(Entries from a collection)
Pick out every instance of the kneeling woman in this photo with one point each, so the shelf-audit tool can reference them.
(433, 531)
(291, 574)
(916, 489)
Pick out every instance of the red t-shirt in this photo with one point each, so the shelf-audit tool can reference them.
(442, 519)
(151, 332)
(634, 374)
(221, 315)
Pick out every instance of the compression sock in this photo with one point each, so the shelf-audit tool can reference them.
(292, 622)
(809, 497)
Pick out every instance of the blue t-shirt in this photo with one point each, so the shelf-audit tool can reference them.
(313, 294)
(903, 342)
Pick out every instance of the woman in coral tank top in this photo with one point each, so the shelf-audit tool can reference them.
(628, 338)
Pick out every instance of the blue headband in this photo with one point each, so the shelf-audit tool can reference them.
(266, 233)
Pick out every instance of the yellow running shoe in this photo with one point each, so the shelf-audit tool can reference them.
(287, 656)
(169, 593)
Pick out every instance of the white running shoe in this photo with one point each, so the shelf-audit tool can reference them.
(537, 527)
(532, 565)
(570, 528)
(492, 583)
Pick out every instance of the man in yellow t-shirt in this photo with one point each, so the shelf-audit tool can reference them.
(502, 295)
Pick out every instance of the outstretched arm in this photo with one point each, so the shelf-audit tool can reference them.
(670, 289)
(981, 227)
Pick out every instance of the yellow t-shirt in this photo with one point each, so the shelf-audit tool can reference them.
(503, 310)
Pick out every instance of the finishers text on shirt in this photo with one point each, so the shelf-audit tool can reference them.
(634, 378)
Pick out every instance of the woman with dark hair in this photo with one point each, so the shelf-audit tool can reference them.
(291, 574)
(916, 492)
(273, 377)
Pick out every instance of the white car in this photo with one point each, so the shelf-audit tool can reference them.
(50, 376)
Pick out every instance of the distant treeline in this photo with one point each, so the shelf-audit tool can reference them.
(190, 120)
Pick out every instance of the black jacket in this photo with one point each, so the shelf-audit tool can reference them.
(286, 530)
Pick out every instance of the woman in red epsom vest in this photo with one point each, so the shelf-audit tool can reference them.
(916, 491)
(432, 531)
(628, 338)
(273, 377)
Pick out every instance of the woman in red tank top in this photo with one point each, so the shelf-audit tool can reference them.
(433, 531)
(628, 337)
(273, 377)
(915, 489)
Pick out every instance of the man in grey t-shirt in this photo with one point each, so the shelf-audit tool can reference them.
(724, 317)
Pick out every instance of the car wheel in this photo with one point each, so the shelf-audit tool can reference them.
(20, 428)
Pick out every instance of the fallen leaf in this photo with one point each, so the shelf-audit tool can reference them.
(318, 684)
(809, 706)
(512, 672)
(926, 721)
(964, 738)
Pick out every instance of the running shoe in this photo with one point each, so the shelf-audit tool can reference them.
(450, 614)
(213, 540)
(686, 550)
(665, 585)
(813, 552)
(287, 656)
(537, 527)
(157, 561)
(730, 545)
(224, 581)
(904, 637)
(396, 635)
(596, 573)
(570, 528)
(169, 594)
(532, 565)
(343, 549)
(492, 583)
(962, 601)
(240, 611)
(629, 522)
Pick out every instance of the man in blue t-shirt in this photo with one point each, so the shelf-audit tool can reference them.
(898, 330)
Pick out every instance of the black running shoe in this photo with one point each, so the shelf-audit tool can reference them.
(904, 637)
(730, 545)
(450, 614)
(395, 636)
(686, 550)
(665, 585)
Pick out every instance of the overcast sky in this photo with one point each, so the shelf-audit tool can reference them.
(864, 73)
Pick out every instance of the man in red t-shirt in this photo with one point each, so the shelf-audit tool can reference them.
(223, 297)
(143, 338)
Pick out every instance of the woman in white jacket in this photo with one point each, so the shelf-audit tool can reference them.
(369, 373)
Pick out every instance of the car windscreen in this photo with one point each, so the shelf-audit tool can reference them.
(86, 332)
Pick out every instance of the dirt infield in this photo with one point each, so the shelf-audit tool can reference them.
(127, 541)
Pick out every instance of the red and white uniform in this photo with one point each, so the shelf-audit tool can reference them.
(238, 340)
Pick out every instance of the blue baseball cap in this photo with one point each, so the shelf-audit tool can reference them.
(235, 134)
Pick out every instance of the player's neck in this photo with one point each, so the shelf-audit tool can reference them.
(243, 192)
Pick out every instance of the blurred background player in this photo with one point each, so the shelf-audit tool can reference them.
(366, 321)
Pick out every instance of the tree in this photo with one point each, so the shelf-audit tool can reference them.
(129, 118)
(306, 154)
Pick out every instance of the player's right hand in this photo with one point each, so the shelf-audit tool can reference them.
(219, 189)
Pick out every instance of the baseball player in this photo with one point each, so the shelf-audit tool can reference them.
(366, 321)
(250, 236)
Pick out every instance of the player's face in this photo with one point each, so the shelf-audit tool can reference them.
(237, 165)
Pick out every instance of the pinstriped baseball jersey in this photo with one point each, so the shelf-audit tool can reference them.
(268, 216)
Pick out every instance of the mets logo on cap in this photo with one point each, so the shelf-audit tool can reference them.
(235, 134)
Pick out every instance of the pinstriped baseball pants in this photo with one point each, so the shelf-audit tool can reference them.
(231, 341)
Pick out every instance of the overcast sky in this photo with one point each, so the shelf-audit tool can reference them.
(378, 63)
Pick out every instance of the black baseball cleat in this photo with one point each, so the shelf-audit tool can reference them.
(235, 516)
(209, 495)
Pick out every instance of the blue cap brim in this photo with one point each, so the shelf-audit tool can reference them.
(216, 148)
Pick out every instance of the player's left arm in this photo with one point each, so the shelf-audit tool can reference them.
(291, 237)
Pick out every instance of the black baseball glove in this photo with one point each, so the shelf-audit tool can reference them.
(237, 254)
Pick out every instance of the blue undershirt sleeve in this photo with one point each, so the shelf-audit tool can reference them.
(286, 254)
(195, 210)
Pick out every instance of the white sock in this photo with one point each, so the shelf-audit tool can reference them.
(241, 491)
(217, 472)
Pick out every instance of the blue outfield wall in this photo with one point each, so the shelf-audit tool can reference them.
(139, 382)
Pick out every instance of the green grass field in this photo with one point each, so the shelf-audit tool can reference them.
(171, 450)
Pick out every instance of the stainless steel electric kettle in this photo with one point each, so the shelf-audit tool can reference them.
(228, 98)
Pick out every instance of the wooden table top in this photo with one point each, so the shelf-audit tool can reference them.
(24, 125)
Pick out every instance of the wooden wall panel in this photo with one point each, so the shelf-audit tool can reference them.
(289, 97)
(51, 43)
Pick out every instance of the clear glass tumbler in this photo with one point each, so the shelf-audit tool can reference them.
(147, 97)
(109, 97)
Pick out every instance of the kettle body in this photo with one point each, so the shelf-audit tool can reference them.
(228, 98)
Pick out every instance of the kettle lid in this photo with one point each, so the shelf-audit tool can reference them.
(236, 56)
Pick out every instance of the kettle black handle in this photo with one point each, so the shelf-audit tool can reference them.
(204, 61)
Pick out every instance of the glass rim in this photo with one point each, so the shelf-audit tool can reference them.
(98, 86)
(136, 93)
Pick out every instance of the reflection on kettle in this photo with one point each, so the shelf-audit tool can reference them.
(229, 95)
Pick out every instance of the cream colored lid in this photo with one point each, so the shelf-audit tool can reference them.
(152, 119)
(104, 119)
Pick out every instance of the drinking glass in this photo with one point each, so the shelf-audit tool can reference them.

* _Objective_
Write out all of the entries above again, reproducing each line character for character.

* _The reply_
Pick out every instance of the kneeling woman in this photo with one point each, so the shelf-audit tool can reference them.
(433, 531)
(291, 574)
(916, 489)
Pick out every instance of the red t-shirt in this photo with one point each, so the shelf-audit tool can reference them.
(442, 519)
(151, 332)
(634, 374)
(221, 315)
Pick out every instance of the compression sock in this photo with one point each, so the shelf-audit tool can reference them.
(292, 622)
(809, 497)
Pick out every instance of the blue t-shirt in this photo with one point each, so the shelf-audit tool can reference them.
(313, 294)
(903, 342)
Pick out every instance of the woman in coral tank top in this photo with one point each, so the shelf-audit tool can reference them.
(628, 338)
Pick out every instance of the blue headband in this photo with one point each, so the shelf-audit tool can reference them.
(266, 233)
Pick out every instance of the yellow running shoe in this photo with one point each, so the shelf-audit tool can reference them.
(287, 656)
(169, 593)
Pick out every instance of the white running shoe in this photo with one point each, so the shelf-audit tool can reference them.
(537, 527)
(532, 565)
(570, 528)
(492, 583)
Pick out every instance of the man in yellow t-shirt in this photo with one point each, so the shelf-audit tool can reference them.
(502, 295)
Pick out every instance of the outstretched arm in this photo with one point each, so the shelf-audit tool can reference them.
(670, 289)
(981, 227)
Pick out every instance of the yellow t-shirt in this photo with one point each, so the shelf-audit tool can reference them.
(503, 310)
Pick out every instance of the finishers text on shirt in this photo with one point each, so the shelf-audit tool can reference them.
(634, 378)
Pick out every instance of the woman with dark hair in this photo with one point each, so the shelf-audit tool can reference them.
(291, 574)
(916, 492)
(273, 377)
Pick out every instance of the white car in this photo with one point each, so the shelf-audit tool can reference them.
(50, 376)
Pick out every instance of the distant treeline in this photo with one point each, so the shelf-audit tool can reference them.
(190, 120)
Pick out every instance of the black jacket in this photo with one point each, so the shelf-audit tool can reference them.
(286, 530)
Pick out every instance of the woman in red epsom vest in this photo with one point each, so the shelf-audit tool can reference them.
(916, 491)
(432, 531)
(628, 338)
(273, 377)
Pick out every instance of the woman in red tank top in this photo with one point each, so the shelf-audit tool can reference them.
(433, 531)
(628, 337)
(273, 377)
(915, 489)
Pick out every instance of the man in grey t-shirt in this photo with one point each, so the shelf-audit tool can reference them.
(724, 317)
Pick out every instance of the car wheel in this photo with one point each, so the shelf-audit tool can reference them.
(20, 428)
Pick out every instance of the fallen leaf in this photo with one point each, so the shelf-audit tool can reference them.
(318, 684)
(809, 706)
(512, 672)
(926, 721)
(964, 738)
Pick out every instance of the running shoe in this photo with one point each, so the shelf-audit tool can reference them.
(450, 614)
(213, 540)
(686, 550)
(665, 585)
(813, 552)
(287, 656)
(537, 527)
(157, 561)
(730, 545)
(224, 581)
(904, 637)
(396, 635)
(596, 573)
(570, 528)
(169, 594)
(532, 565)
(343, 549)
(492, 583)
(962, 601)
(240, 611)
(629, 522)
Pick out every instance of the man in blue t-shirt in this photo with one point each, so the shelf-audit tool can reference them.
(898, 330)
Pick out every instance of the black running shoe in this photo with one point each, so the shelf-audit tool can reference them.
(904, 637)
(730, 545)
(450, 614)
(395, 636)
(686, 550)
(665, 585)
Pick out every instance of the overcast sky in this photo with one point each, so the shelf-audit tool can reference them.
(864, 73)
Pick out every instance of the man in red t-shirt in this photo with one point each, so the shelf-audit tool can reference them.
(223, 297)
(143, 338)
Pick out every instance of the woman in white jacket in this photo with one point each, so the shelf-audit tool can reference them.
(369, 373)
Pick out every instance of the car windscreen in this photo with one point each, so the shelf-audit tool can reference them.
(86, 332)
Pick out every instance of the dirt infield in this photo with one point each, so the shelf-audit tool can reference them.
(127, 541)
Pick out every instance of the red and white uniform in this photo with one point each, so the shelf-audit tool can reference them.
(238, 340)
Pick out every instance of the blue baseball cap in this photo with one point each, so the shelf-audit tool can reference them.
(235, 134)
Pick out every instance of the player's neck in this photo with one point each, so the shelf-audit tool can reference them.
(243, 192)
Pick out every instance of the blurred background player in this photo with one point each, so the shelf-audit tool can reference them.
(366, 321)
Pick out every instance of the tree in this photo with one point each, so the shelf-audit tool can reference them.
(129, 118)
(306, 154)
Pick out every instance of the player's right hand in this photo with one point each, so the shelf-audit tool can reference them.
(219, 189)
Pick out every instance of the baseball player in this photo with one point each, so the shelf-audit tool can reference them.
(366, 321)
(250, 236)
Pick out every instance of the player's face in this photo with one point each, so the shelf-audit tool can reference them.
(237, 165)
Pick out every instance of the pinstriped baseball jersey in this photo with one point each, so the shelf-audit tool can reference them.
(268, 216)
Pick out every instance of the mets logo on cap in this photo with one point each, so the shelf-audit tool can reference them.
(235, 134)
Pick out every instance of the pinstriped baseball pants in this photo with one point each, so the shelf-audit tool can reference them.
(231, 341)
Pick out every instance of the overcast sky in this photo with one point each, so the shelf-audit tool can reference them.
(378, 63)
Pick out every instance of the black baseball cleat in this photo with one point each, so the shelf-audit tool can reference them.
(235, 516)
(209, 495)
Pick out every instance of the blue cap brim in this photo with one point each, so the shelf-audit tool can reference them.
(216, 148)
Pick out every instance of the player's left arm in this photo with one point each, so the shelf-audit tool can reference them.
(291, 237)
Pick out every instance of the black baseball glove in this photo with one point each, so the shelf-audit tool can reference them.
(237, 254)
Pick out every instance of the blue undershirt sleeve in this photo with one point each, so the shelf-audit tool can reference them.
(286, 254)
(195, 210)
Pick out every instance of the white sock in this photo with one point each, so the shelf-audit tool can reference them.
(241, 491)
(217, 472)
Pick out every instance of the blue outfield wall in this photo with one point each, so the shelf-audit tool can reference them.
(139, 382)
Pick out every instance of the green grass field in this photo with one point each, so the shelf-audit tool can reference them.
(171, 450)
Pick out every instance of the stainless steel electric kettle in this photo with one point each, so the shelf-audit tool can reference them.
(228, 98)
Pick out every instance of the wooden table top in this photo with one point each, so the shelf-audit tool can reference them.
(24, 125)
Pick out every instance of the wooden wall panel in this photo with one point each, so the shelf-audit tool can reference them.
(289, 97)
(51, 43)
Pick out every instance of the clear glass tumbler in this photo with one point each, so the shelf-audit tool can reference them.
(147, 97)
(109, 97)
Pick out every instance of the kettle body in this photo with one point each, so the shelf-audit tool can reference them.
(228, 98)
Pick out every instance of the kettle lid in this photo with one point each, so the shelf-audit tool can reference them.
(236, 56)
Pick out every instance of the kettle black handle in this photo with one point each, so the shelf-audit tool can reference them.
(204, 61)
Pick out every instance of the glass rim in this photo with one point each, so the shelf-audit tool can reference them.
(98, 86)
(136, 93)
Pick out every instance of the reflection on kettle in this photo with one point each, so the shelf-audit tool can reference them.
(229, 95)
Pick out every instance of the cream colored lid in this photo with one point each, so the shelf-audit tool can reference them.
(152, 119)
(104, 119)
Pick out every instance of the drinking glass in this photo with one point each, so the shelf-audit tool can reference them.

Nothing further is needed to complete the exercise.